● **WRITTEN PROBLEM**:
Reproduce the material below in full, swapping every occurrence of "even-odd rule" for "nonzero rule" and keeping everything else the same.

++++

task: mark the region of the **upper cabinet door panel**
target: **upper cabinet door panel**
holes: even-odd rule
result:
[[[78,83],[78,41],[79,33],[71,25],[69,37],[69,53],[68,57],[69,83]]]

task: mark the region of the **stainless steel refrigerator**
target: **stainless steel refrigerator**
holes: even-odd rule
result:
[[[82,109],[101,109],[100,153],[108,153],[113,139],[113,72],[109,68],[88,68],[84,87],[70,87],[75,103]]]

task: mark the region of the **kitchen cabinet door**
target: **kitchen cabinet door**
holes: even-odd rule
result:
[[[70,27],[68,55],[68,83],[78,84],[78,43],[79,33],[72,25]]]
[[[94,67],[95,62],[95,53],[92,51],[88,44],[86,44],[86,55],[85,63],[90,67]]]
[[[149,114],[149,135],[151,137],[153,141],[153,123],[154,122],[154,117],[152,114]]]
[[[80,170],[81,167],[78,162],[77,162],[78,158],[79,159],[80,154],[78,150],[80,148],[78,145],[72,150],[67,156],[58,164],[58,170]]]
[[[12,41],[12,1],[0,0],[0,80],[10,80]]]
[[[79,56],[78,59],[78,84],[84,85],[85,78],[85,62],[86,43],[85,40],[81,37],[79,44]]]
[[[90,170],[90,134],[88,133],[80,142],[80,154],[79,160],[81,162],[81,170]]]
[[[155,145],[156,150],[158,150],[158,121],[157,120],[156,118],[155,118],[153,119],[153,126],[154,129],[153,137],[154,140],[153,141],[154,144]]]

++++

● **TASK RESPONSE**:
task: mark the region of the **upper cabinet door panel**
target: **upper cabinet door panel**
holes: nonzero rule
result:
[[[78,83],[78,41],[79,33],[71,25],[69,37],[69,53],[68,57],[69,83]]]

task: mark the region of the **stainless steel refrigerator**
target: **stainless steel refrigerator**
holes: nonzero rule
result:
[[[82,109],[101,109],[100,153],[108,153],[113,139],[113,72],[109,68],[88,68],[84,87],[70,87],[75,103]]]

task: mark the region of the **kitchen cabinet door**
target: **kitchen cabinet door**
holes: nonzero rule
result:
[[[70,27],[68,55],[68,83],[78,84],[78,43],[79,33],[72,25]]]
[[[94,67],[95,62],[95,53],[92,51],[88,44],[86,44],[86,55],[85,63],[90,67]]]
[[[149,114],[149,135],[151,137],[153,141],[153,123],[154,122],[154,117],[152,114]]]
[[[80,170],[81,167],[78,162],[77,162],[78,158],[79,159],[80,154],[78,150],[80,148],[78,145],[72,150],[67,156],[58,164],[58,170]]]
[[[12,41],[12,1],[0,0],[0,80],[10,80]]]
[[[79,56],[78,59],[78,84],[84,85],[85,78],[85,62],[86,43],[85,40],[81,37],[79,44]]]
[[[90,170],[90,134],[88,133],[80,142],[80,154],[79,160],[81,162],[81,170]]]
[[[155,145],[156,150],[158,150],[158,121],[157,120],[156,118],[155,118],[153,119],[153,126],[154,129],[153,137],[154,140],[153,141],[154,144]]]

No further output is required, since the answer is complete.